━━━ Vorliegender Auszug ━━━

Thüringen will Bannmeile aufheben

Der Thüringer Landtag will die Bannmeile vor seinem Parlamentsgebäude aufheben. Entsprechende Anträge von Linke und SPD wurden am Freitag in die Ausschüsse überwiesen. Die Bannmeile mit ihrem Demonstrationsverbot passe 20 Jahre nach dem Mauerfall nicht mehr in die politische Landschaft, sagte der Linken-Abgeordnete Andrè Blechschmidt. Die Bannmeile umfasst die etwa 20 Meter breite Straße vor dem Hauptgebäude des Landtags. Sie ist nach dem Bürgerrechtler Jürgen Fuchs benannt. Die SPD hatte ihren Antrag eingebracht, bevor die Koalitionsvereinbarung mit der CDU unterschrieben wurde. Die Christdemokraten blieben bei ihrer kritischer Haltung, kündigten jedoch an, den Entwurf mitzutragen.

Selbstmordattentäter tötet 17 Menschen in Afghanistan

Im Südwesten Afghanistans hat sich am Freitag ein Selbstmordattentäter in die Luft gesprengt und mindestens 17 Menschen mit in den Tod gerissen. Ziel des Anschlags in einem belebten Viertel der Provinzhauptstadt Fara sei ein ranghohen Polizeioffizier gewesen, teilte die Polizei mit. Er und seine beiden Leibwächter wurden bei dem Anschlag getötet, mindestens 29 Menschen wurden verletzt. Die Provinz Fara liegt an der Grenze zum Iran. Sie ist eine der Regionen, die zunehmend unter Angriffen von Aufständische zu leiden haben, denn die radikal-islamischen Taliban sind von ihren traditionellen Stützpunkten im Süden und Osten auch in den Westen und Norden vorgedrungen. Im Norden Afghanistans ist auch die Bundeswehr stationiert. Ein Sprecher der Internationalen Schutztruppe Isaf erklärte, westliche Soldaten seien nicht zu Schaden gekommen.

━━━ Arbeitsmaterial ━━━

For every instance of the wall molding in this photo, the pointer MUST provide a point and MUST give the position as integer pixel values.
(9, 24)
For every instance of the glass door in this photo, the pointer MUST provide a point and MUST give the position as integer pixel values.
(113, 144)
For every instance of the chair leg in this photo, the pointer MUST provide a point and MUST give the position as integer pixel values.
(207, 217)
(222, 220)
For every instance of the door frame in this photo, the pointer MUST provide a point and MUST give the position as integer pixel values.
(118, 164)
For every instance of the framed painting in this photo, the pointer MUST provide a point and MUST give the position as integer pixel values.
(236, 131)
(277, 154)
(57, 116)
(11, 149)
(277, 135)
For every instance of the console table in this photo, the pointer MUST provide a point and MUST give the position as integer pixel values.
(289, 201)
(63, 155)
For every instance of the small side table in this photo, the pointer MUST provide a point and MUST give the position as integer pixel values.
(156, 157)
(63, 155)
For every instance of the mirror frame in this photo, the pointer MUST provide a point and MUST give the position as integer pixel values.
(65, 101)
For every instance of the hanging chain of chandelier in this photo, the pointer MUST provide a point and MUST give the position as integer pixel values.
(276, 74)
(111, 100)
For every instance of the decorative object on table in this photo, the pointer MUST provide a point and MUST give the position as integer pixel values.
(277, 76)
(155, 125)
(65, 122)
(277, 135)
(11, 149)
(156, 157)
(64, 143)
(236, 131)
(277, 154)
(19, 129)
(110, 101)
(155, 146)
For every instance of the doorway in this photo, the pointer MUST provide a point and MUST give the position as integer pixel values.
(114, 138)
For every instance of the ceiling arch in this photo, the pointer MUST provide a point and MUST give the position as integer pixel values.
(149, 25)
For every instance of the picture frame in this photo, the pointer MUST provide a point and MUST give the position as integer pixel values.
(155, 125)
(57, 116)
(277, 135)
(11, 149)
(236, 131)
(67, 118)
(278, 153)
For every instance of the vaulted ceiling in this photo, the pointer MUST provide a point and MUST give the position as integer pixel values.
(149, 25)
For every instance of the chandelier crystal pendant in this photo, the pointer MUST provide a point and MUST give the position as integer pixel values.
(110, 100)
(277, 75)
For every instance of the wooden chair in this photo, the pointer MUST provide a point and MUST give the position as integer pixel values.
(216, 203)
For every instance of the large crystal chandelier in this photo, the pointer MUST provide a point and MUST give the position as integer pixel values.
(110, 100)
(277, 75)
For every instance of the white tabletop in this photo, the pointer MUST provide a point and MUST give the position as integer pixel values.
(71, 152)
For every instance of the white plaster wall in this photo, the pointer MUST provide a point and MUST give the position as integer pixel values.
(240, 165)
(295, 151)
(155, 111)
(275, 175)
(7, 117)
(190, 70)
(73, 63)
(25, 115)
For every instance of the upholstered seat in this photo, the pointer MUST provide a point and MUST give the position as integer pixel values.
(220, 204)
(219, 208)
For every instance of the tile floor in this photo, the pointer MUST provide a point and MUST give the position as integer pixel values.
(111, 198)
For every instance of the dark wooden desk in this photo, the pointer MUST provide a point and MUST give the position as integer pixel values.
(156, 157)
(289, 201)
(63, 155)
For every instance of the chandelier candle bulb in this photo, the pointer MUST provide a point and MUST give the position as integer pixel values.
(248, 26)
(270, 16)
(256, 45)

━━━

Ihre Aufgaben:
a) Nach wem ist die Bannmeile in den Nachrichtenmeldungen zu Thüringen und Afghanistan benannt?
b) Schreiben Sie die Nachrichtenmeldungen zu Thüringen und Afghanistan bitte im Anschluss an ihren letzten Satz weiter.

Ergebnisse je Aufgabe:
a) Nach dem Bürgerrechtler Jürgen Fuchs.

b)
Maoisten bringen Zug zum Entgleisen

Maoistische Rebellen haben im ostindischen Bundesstaat Jharkhand Gleise gesprengt und so einen Passagierzug zum Entgleisen gebracht. Ein Polizeisprecher sagte am Freitag, eine Frau sei bei dem Anschlag 160 Kilometer südlich von Jharkhands Hauptstadt Ranchi am Vorabend getötet worden. Mehr als 40 weitere Menschen seien verletzt worden. Indiens Eisenbahnministerin Mamata Bannerjee sagte, acht Waggons seien entgleist, davon seien drei umgestürzt. Lokale Medien berichteten, möglicherweise hätten die Rebellen den Zug angegriffen, weil er Soldaten transportierte, die bei einer Operation gegen die Maoisten in dem benachbarten Bundesstaat Chattisgarh eingesetzt werden sollten. In Jharkhand wird in der kommenden Woche gewählt. Die Rebellen haben zum Boykott der Abstimmung aufgerufen. Die indische Regierung plant eine Offensive gegen die Maoisten, die für ein kommunistisches Regime und gegen die parlamentarische Demokratie in Indien kämpfen.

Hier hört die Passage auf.